What you will do:
1. Reproduce a passage of the roundup below verbatim, beginning at the words "4. Jerry Rigged: Why" and stopping after "his series namesake.".
2. Name every film title that the roundup below mentions, giving each title once.

Source:
::::::::

3. A Deeper Look at “Jurassic World”. 
“Jurassic World” opens nationwide today and critics have already had a decidedly mixed response to the fourth film in the franchise. According to critics, some of the film’s issues include its winking, derivative nature, its odd joyless quality, and the casual sexism on display. However, many people have said that despite these issues, “Jurassic World” is still dumb-fun. Well, Film Comment’s Michael Sragow explores the dumb not-fun of “Jurassic World” and just exactly why it’s a “distressing fiasco.”

As in Joe Johnston’s “Jurassic Park III,” 
the most promising idea in “Jurassic World” is that dinosaurs are smarter than humans. But Trevorrow isn’t skilled or inspired enough to get away with suggesting that dinosaurs are also more emotionally complex. We’re supposed to buy that when they’re caught between I. Rex and Owen, the raptors have divided loyalties. Instead they simply seem to swing in whatever direction is required for a cliff-hanging turnaround or a heart-warming climax. Another casualty of the film’s pursuit of dinosaur psychology is human ingenuity. No man or woman in sight comes up with a bright idea. Owen cycles through swarms of ravenous critters with glaring eyes and locked jaw, as if focus and intensity conjure invisible shields. Saving Homo sapiens from the gargantuan hybrid is really up to the dinosaurs. The movie’s press kit tries to position the original movie as the seminal summer blockbuster — in other words, it misrepresents “Jurassic Park” as Spielberg’s actual adventure classic, the primal, imaginative “Jaws” (75). Spielberg’s dinosaur movies were breakthroughs only for meshing computer-spawned animals with flesh-and-blood actors (albeit playing cardboard characters). “Jurassic Park’s” “peaceable kingdom” view of dinosaur herds munching greenery recalled artists’ renderings of giant reptiles in slick 1950s magazines. Its most memorable moment was a visual joke: the comin’-right-at-ya gag that included the side-view mirror warning, “objects in mirror are closer than they look” — seen while a T. Rex goes on the attack.

4. Jerry Rigged: Why Seinfeld’s Comedic Brilliance Relied on a Privileged Perspective. 
Both “Seinfeld” and Jerry Seinfeld have been in the news recently. Soon the complete run of “Seinfeld” will be streaming on Hulu Plus for all of its subscribers to watch…and Jerry Seinfeld, arguably the cleanest, most inoffensive comic of his generation, has come out against political correctness again and again. Maisonneuve’s Adam Nayman argues that Seinfeld’s entire comedic perspective comes from a place of privilege and has tainted both his reputation and his series namesake.

::::::::

Material shown:
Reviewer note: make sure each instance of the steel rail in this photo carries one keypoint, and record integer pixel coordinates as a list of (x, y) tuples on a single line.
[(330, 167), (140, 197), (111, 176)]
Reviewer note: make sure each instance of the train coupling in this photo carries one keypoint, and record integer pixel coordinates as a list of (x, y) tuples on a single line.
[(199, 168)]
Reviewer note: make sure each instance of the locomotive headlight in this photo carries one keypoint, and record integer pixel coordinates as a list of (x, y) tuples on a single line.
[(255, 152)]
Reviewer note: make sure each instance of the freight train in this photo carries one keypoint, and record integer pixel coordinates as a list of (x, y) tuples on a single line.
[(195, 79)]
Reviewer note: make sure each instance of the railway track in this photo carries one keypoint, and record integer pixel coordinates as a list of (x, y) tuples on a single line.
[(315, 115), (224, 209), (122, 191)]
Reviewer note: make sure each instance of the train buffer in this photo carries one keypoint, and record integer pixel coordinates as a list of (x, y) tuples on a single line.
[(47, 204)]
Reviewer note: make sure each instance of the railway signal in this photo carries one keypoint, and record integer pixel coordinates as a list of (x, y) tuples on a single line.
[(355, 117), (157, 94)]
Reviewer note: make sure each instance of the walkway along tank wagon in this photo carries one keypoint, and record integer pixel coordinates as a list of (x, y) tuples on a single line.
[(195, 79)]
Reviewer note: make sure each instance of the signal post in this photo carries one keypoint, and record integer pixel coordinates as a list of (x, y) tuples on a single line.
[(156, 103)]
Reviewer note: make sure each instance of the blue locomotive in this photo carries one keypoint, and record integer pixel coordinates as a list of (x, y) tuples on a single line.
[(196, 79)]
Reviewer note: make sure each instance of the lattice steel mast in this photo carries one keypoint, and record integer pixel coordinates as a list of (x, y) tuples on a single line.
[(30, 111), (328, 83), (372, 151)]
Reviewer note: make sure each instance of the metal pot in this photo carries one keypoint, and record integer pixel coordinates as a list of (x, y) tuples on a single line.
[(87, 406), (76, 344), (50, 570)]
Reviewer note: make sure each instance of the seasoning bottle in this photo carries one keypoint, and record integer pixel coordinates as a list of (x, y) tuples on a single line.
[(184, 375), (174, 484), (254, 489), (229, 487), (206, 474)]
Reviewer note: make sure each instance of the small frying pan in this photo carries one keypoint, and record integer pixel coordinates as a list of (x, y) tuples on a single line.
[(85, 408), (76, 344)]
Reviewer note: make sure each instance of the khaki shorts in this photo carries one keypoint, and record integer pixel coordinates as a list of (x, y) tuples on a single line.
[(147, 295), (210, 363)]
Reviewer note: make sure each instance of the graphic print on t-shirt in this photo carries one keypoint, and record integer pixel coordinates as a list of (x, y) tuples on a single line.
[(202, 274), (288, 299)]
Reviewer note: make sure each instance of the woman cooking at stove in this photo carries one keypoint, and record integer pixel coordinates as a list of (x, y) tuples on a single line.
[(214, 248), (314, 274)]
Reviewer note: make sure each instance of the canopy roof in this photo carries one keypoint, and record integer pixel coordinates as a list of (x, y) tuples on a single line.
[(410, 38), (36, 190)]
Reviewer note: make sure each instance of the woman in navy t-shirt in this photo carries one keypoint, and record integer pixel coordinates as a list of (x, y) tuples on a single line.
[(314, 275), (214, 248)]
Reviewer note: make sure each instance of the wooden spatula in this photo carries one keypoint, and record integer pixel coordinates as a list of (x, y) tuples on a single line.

::::::::

Task-by-task answers:
1.
4. Jerry Rigged: Why Seinfeld’s Comedic Brilliance Relied on a Privileged Perspective. 
Both “Seinfeld” and Jerry Seinfeld have been in the news recently. Soon the complete run of “Seinfeld” will be streaming on Hulu Plus for all of its subscribers to watch…and Jerry Seinfeld, arguably the cleanest, most inoffensive comic of his generation, has come out against political correctness again and again. Maisonneuve’s Adam Nayman argues that Seinfeld’s entire comedic perspective comes from a place of privilege and has tainted both his reputation and his series namesake.

2.
Jurassic World
Jurassic Park III
Jurassic Park
Jaws